→ Passage to read
--- begin ---

I tabled this debate because I visited recently the Palestinian occupied territories with a delegation organised by War on Want. It consisted of War on Want staff, myself, and Rodney Bickerstaffe, the former general secretary of Unison. I am grateful for the opportunity to report on our findings, and I hope that the Minister will take account of them.

I have previously visited the west bank and Gaza on a number occasions in the late 1980s and early 1990s, at the time of the first intifada—a Palestinian uprising involving peaceful disobedience or, at worst, children throwing stones at soldiers. Despite the injuries inflicted on children by the Israeli army, the intifada was full of hope, and it led to the negotiation of the Oslo peace accord and the return of Yasser Arafat to Palestine. I was hopeful at that time that a two-state peace—Israel and Palestine—was possible, that the new Palestinian state would be based on 1967 boundaries with East Jerusalem as its capital, and that there would be a negotiated settlement on Palestinian right of return. Those are the three essential components of a negotiated peace. I was hopeful; but it is now impossible to believe that there will be such a peace. Instead, I fear that unless we change policy, we face the prospect of years and possibly decades of bloodshed and conflict.

I have followed developments in the middle east carefully over many years, and I was well aware before my recent visit how bad things are for the Palestinian people. Nevertheless, I was deeply shocked by Israel's blatant, brutal and systematic annexation of land, demolition of Palestinian homes, and deliberate creation of an apartheid system by which the Palestinians are enclosed in four bantustans, surrounded by a wall, with massive checkpoints that control all Palestinian movements in and out of the ghettos.

--- end ---

→ Dataset excerpt
--- begin ---

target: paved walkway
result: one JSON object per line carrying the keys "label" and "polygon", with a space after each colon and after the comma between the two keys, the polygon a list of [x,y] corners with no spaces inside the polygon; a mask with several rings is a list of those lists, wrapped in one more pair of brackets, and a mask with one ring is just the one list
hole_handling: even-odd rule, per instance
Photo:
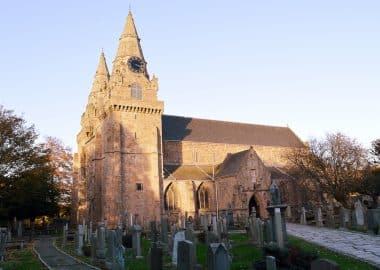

--- end ---

→ To-do list
a - In the speech, which organization set up the delegation that recently visited the Palestinian occupied territories?
b - Please quote the speech between "I tabled this" and "account of them.", inclusive.

→ Results for each task
a - War on Want

b -
I tabled this debate because I visited recently the Palestinian occupied territories with a delegation organised by War on Want. It consisted of War on Want staff, myself, and Rodney Bickerstaffe, the former general secretary of Unison. I am grateful for the opportunity to report on our findings, and I hope that the Minister will take account of them.